● EXTRAIT DU TEXTE:
********

Alexandre ne voulut pas recevoir les cuisiniers que la reine Ada lui envoyait, et dit qu'il en menait toujours avec lui de bien meilleurs. C'était, pour le dîner, l'exercice qu'il prenait avant le jour, et, pour le souper, un dîner frugal.
Je n'ignore pas qu'un travail forcé, une chaleur excessive, un refroidissement subit, causent bien des maladies. Mais, comme la partie odorante des fleurs, faible par elle-même, acquiert beaucoup de force quand elle est mêlée avec l'huile, de même l'abondance des humeurs donne, pour ainsi dire, du corps et de la substance aux causes extérieures des maladies, qui, sans cela, seraient peu dangereuses et s'émousseraient, ou même se dissiperaient facilement si elles trouvaient un sang pur et des humeurs saines. Mais si les humeurs surabondent, alors, comme d'une fange épaisse qu'on remue, il s'en exhale des vapeurs infectes qui rendent les accidents plus fâcheux et le traitement plus difficile. N'imitons pas ces pilotes qui, par un amour insatiable du gain, surchargent leurs vaisseaux, et sont obligés ensuite de pomper continuellement l'eau qui y entre. N'accablons pas notre corps sous l'excès de la nourriture, pour avoir ensuite à le fatiguer de remèdes ; mais tenons-le toujours léger et dispos, afin que, si quelque accident vient à l'appesantir, il reprenne bientôt sa légèreté naturelle, comme le liège revient toujours sur l'eau. […]
Dociles à l'avis des médecins, qui conseillent de mettre un intervalle entre le souper et le sommeil, n'allons pas, au moment où nous venons de charger notre estomac et de comprimer les esprits animaux, lorsque les aliments assez crus commencent à fermenter ; n'allons pas, dis-je, en arrêter la digestion en appesantissant le corps par le sommeil. Laissons-lui le temps de respirer et de reprendre son assiette. Ceux qui veulent qu'on s'exerce après les repas, ne prescrivent ni de grandes courses ni de violents jeux d'escrime, mais des promenades tranquilles ou des danses modérées. Exerçons de même notre esprit avant que de nous livrer au repos, pourvu que ce ne soit pas à des affaires sérieuses, à des questions subtiles et de pure ostentation, qui excitent presque toujours des difficultés vives et fatigantes. Il est dans les sciences de la nature (le terme grec est celui de « sciences physiques », mais il englobait toutes les sciences de la nature) tant de questions agréables et faciles à discuter; dans l'histoire, tant de traits intéressants qui peuvent fournir les sujets de conversation les plus utiles, dont l'objet, loin de rebuter est propre, suivant l'expression d'Homère, à adoucir les esprits. Aussi appelle-t-on agréablement ces exercices de l'esprit sur des sujets de poésie ou d'histoire, le dessert des gens de lettres. On peut encore faire des récits amusants ou conter des fables. Une conversation sur la lyre ou sur la flûte fait quelquefois plus de plaisir que le jeu même des instruments. Ces entretiens doivent être prolongés jusqu'à ce qu'on sente que les aliments ne fermentent plus, que la respiration devenue libre annonce qu'ils sont suffisamment élaborés, et que la digestion est faite.

********

● ENREGISTREMENTS DE DONNÉES:

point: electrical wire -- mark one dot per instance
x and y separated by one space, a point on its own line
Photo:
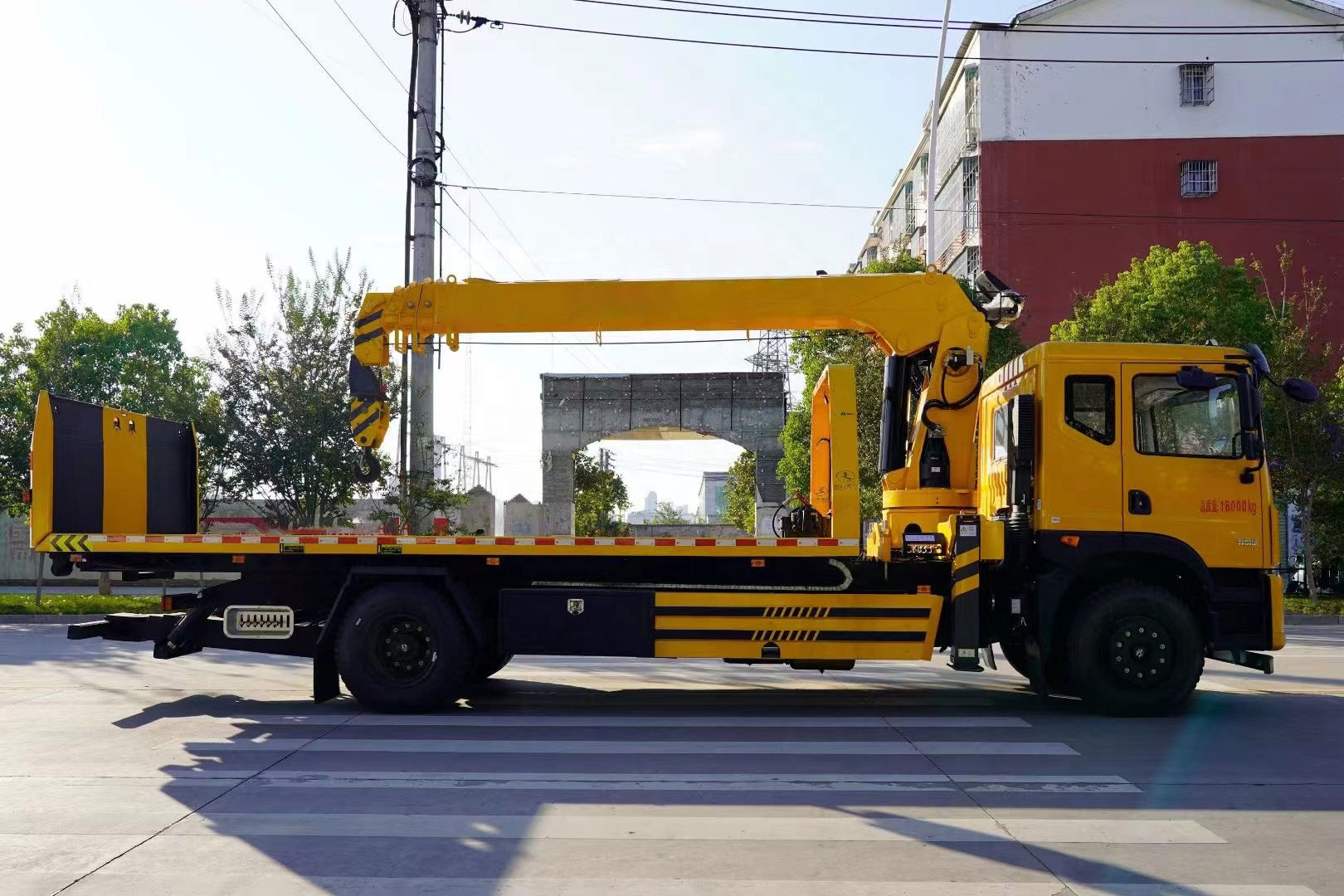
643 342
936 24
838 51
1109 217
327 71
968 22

********

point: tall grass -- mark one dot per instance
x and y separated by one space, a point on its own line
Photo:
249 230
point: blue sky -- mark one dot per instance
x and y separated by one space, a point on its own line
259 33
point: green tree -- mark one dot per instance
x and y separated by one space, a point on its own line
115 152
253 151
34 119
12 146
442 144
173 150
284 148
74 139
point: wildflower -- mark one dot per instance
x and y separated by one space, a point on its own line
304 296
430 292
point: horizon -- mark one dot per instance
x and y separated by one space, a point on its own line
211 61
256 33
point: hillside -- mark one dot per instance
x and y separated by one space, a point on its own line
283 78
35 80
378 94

********

● VOS CONSIGNES:
Expliquez, en une à trois phrases, pourquoi l'extrait sur le régime déconseille de dormir aussitôt après le souper.

● SOLUTION DU PROBLÈME:
À ce moment, on vient de charger l'estomac et de comprimer les esprits animaux, et les aliments encore assez crus commencent à fermenter. S'endormir alors appesantirait le corps et arrêterait la digestion. Il faut donc, comme le conseillent les médecins, laisser un intervalle pour que le corps respire et reprenne son assiette.